Please copy the material below line for line, with no changes.

::: Input rows :::

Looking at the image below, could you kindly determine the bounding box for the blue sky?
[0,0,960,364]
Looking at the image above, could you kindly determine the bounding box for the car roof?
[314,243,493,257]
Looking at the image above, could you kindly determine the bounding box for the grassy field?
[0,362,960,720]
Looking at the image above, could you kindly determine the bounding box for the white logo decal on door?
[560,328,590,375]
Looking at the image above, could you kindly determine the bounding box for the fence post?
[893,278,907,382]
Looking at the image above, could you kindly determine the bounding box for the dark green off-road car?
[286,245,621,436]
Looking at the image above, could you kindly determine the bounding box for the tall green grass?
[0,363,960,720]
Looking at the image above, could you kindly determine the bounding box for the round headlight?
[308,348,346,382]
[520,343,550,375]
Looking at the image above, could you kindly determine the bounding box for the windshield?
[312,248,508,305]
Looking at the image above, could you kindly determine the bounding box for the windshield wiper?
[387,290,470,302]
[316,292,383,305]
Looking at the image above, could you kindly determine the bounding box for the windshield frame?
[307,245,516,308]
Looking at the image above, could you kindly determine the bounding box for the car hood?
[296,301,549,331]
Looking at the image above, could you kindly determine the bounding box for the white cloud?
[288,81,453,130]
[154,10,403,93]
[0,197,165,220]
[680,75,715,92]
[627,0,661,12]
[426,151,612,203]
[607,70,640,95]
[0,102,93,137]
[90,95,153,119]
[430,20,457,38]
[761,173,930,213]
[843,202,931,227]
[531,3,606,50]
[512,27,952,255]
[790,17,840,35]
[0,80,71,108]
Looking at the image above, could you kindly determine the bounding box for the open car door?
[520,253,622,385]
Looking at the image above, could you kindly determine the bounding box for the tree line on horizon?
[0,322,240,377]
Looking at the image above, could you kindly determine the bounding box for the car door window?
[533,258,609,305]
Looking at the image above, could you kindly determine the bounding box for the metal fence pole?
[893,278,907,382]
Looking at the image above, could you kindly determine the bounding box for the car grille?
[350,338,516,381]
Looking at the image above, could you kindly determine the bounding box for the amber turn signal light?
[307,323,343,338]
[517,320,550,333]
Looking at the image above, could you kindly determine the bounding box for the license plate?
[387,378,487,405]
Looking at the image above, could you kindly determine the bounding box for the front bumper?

:::

- **Reply**
Looking at the image below, could you kindly determine the bounding box for the blue sky?
[0,0,960,364]
Looking at the image above, could you kindly determine the bounding box for the car roof?
[314,243,493,257]
Looking at the image above, could you kindly determine the bounding box for the grassy field?
[0,362,960,720]
Looking at the image above, could you kindly determine the bounding box for the white logo decal on door?
[560,328,590,375]
Looking at the image above, could you kindly determine the bounding box for the fence post?
[893,278,907,382]
Looking at the image above, could you kindly determine the bounding box for the dark green off-road car?
[286,245,621,436]
Looking at the image above, could you kindly determine the bounding box for the tall green grass?
[0,363,960,720]
Looking at the image above, could you kindly determine the bounding box for the round headlight?
[308,348,346,382]
[520,343,550,375]
Looking at the image above, could you kindly determine the bounding box for the windshield?
[312,248,508,305]
Looking at the image above, could you kindly determine the bounding box for the windshield wiper?
[387,290,470,302]
[316,292,383,305]
Looking at the image above, could you kindly determine the bounding box for the windshield frame?
[307,245,516,308]
Looking at the image above, could you kindly determine the bounding box for the car hood?
[296,301,549,331]
Looking at the image above, could you kindly determine the bounding box for the white cloud?
[288,81,453,130]
[154,10,403,93]
[0,197,165,220]
[680,75,715,92]
[627,0,661,12]
[426,151,612,203]
[607,70,640,95]
[0,102,93,137]
[90,95,153,119]
[430,20,457,38]
[761,173,930,213]
[843,202,931,227]
[531,3,606,50]
[512,27,952,255]
[790,17,840,35]
[0,80,71,108]
Looking at the image above, could you kindly determine the bounding box for the open car door?
[520,253,622,385]
Looking at the image above, could you kindly determine the bounding box for the tree line on horizon?
[0,322,240,377]
Looking at the image above, could you kindly determine the bounding box for the car door window?
[533,258,609,305]
Looking at the image above, could you kindly determine the bounding box for the metal fence pole?
[893,278,907,382]
Looking at the image above, could you kindly determine the bounding box for the car grille?
[350,338,516,381]
Looking at the image above, could you kindly determine the bounding box for the amber turn signal light?
[307,323,343,338]
[517,320,550,333]
Looking at the image above, could you kindly determine the bounding box for the license plate?
[387,378,487,405]
Looking at the image above, could you kindly determine the bounding box for the front bumper?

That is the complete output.